> Tasks and exercises:
A) Decide whether each statement agrees with the review of The Player: (i) the film runs 124 minutes; (ii) Michael Tolkin's novel came out in 1990; (iii) the studio can say "yes" only twelve times a year. Give yes or no for each, with the deciding words of the review quoted exactly.
B) Carry on the review of The Player from the point where it stops.

The Player (1992) movie poster The Player

Theatrical Release: April 10, 1992 / Running Time: 124 Minutes / Rating: R

Director: Robert Altman / Writer: Michael Tolkin (novel and screenplay)

Cast: Tim Robbins (Griffin Mill), Greta Scacchi (June Gudmunsdottir), Fred Ward (Walter Stuckel), Whoopi Goldberg (Detective Avery), Peter Gallagher (Larry Levy), Brion James (Joel Levison), Cynthia Stevenson (Bonnie Sherow), Vincent D'Onofrio (David Kahane), Dean Stockwell (Andy Civella), Richard E. Grant (Tom Oakley), Dina Merrill (Celia), Angela Hall (Jan), Lyle Lovett (Detective DeLongpre), Sydney Pollack (Dick Mellon), Paul Hewitt (Jimmy Chase), Randall Batinkoff (Reg Goldman), Jeremy Piven (Steve Reeves), Gina Gershon (Whitney Gersh) / As Themselves: Steve Allen, Richard Anderson, Rene Auberjonois, Harry Belafonte, Shari Belafonte, Karen Black, Michael Bowen, Gary Busey, Robert Carradine, Charles Champlin, Cher, James Coburn, Cathy Lee Crosby, John Cusack, Brad Davis, Paul Dooley, Thereza Ellis, Peter Falk, Felicia Farr, Katarzyna Figura, Louise Fletcher, Dennis Franz, Teri Garr, Leeza Gibbons, Scott Glenn, Jeff Goldblum, Elliott Gould, Joel Grey, David Alan Grier, Buck Henry, Anjelica Huston, Kathy Ireland, Steve James, Maxine John-James, Sally Kellerman, Sally Kirkland, Jack Lemmon, Marlee Matlin, Andie MacDowell, Malcolm McDowell, Jayne Meadows, Martin Mull, Jennifer Nash, Nick Nolte, Alexandra Powers, Bert Remsen, Guy Remsen, Patricia Resnick, Burt Reynolds, Jack Riley, Julia Roberts, Mimi Rogers, Annie Ross, Alan Rudolph, Jill St. John, Susan Sarandon, Adam Simon, Rod Steiger, Joan Tewkesbury, Brian Tochi, Lily Tomlin, Robert Wagner, Ray Walston, Bruce Willis, Marvin Young

Buy The Player from Amazon.com: Criterion Blu-ray • Criterion DVD

Michael Tolkin's 1988 novel about Hollywood might have been long forgotten by now, had Tolkin not gotten a chance to adapt the book for director Robert Altman.
Instead, The Player (1992) is held up as perhaps Hollywood's greatest self-satire and a cynical but honest look at how the filmmaking industry operates.

Griffin Mill (Tim Robbins) is a powerful young producer and executive at one of the major movie studios, whose name we never get but whose age-old slogan is "Movies...now more than ever." In his office every day, he sits and hears pitches like The Graduate: Part II (from scribe Buck Henry himself) and "Out of Africa meets Pretty Woman." Thousands of proposals come his way, but the studio can only say "yes" twelve times a year and they look for elements that ensure marketability and some degree of success.

> Provided records:
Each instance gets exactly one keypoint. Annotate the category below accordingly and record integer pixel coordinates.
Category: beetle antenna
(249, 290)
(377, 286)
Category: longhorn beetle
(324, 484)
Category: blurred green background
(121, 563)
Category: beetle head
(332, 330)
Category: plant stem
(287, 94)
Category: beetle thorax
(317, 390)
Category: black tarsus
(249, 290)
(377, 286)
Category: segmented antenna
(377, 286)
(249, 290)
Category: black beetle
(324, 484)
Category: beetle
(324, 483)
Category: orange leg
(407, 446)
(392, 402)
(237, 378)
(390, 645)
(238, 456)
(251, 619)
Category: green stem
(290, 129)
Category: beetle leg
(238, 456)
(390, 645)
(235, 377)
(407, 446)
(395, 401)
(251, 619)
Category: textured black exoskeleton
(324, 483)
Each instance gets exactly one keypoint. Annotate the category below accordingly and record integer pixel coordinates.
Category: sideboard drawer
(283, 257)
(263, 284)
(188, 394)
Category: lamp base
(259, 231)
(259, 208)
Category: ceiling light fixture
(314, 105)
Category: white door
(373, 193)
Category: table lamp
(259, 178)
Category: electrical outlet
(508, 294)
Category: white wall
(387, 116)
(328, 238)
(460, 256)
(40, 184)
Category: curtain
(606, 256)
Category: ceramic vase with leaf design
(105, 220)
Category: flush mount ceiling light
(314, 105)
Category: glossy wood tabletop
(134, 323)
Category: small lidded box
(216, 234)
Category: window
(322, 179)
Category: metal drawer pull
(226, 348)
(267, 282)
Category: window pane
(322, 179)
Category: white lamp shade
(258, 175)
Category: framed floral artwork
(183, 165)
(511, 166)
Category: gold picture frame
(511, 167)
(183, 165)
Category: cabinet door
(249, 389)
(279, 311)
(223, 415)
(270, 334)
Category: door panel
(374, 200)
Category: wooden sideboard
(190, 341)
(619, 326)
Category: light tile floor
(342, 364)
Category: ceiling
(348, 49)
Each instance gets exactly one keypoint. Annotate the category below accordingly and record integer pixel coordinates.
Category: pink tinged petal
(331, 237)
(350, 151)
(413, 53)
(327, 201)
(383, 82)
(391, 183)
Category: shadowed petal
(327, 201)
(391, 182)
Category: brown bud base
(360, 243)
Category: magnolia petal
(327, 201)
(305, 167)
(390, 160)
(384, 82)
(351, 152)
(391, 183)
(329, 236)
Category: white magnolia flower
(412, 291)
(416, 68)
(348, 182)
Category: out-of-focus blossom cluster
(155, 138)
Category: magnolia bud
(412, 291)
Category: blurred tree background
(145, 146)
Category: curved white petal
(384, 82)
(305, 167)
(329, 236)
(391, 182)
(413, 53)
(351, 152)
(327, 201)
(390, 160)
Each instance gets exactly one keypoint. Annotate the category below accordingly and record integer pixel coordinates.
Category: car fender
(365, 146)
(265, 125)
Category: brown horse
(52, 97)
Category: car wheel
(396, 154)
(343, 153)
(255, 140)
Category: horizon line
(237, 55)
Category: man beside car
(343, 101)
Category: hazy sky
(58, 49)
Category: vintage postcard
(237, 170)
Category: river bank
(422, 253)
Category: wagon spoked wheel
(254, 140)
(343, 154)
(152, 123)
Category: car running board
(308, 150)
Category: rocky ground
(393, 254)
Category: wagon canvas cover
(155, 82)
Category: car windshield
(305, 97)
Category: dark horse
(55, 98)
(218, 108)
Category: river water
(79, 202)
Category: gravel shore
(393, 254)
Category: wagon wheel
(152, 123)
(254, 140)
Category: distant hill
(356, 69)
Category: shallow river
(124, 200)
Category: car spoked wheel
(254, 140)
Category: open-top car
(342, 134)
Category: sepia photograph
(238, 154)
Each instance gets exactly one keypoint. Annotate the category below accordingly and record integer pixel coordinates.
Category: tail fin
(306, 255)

> Answers provided:
A)
(i) Yes: "Running Time: 124 Minutes"
(ii) No: "Michael Tolkin's 1988 novel about Hollywood"
(iii) Yes: "the studio can only say "yes" twelve times a year"

B)
Most pitching movies to Griffin come away disappointed, including the unknown would-be screenwriter who has been sending him a series of postcards with death threats, anonymously hand-delivered at the various spots the executive goes for meetings. Besides this unknown enemy, Griffin also has to fear that his job may be in jeopardy, with rumors that the studio is bringing in rising go-getter Larry Levy (Peter Gallagher) to replace him.

Griffin Mill (Tim Robbins) takes a drop of Binaca in "The Player."

Griffin can't do anything about getting fired, but he can try to make those postcards stop. Thinking he knows the source of them, he heads to the Rialto Theatre in Pasadena for a late night showing of The Bicycle Thief. There, he meets rejected screenwriter David Kahane (Vincent D'Onofrio). Their talks do not go as planned, though, and when all is said and done, Kahane is dead and Griffin is to blame.

Pasadena police (led by Whoopi Goldberg) question the exec about the screenwriter's death and start having one detective (Lyle Lovett) tail him. While suspicion starts to form around him, Griffin tries to keep working, to keep his job, and to get better acquainted with June Gudmunsdottir (Greta Scacchi), the Icelandic artist that was Kahane's girlfriend.

The Player opens with an uninterrupted 8-minute take at the studio, weaving between movie pitches, gofer deliveries, and inside Hollywood studio exec banter. Grosses are mentioned, stars are envisioned for roles by first name alone, and cynicism pervades. Movies are not just popular entertainment but art, Griffin asserts in a keynote speech at a lavish star-studded event. But, we see repeatedly that movies are a business and one which stifle creativity with test screenings, the needs for stars and happy endings, "25 words or less" pitches, and a general aversion to risk.

Pasadena police detective Avery (Whoopi Goldberg) isn't convinced of Griffin's innocence in a screenwriter's death.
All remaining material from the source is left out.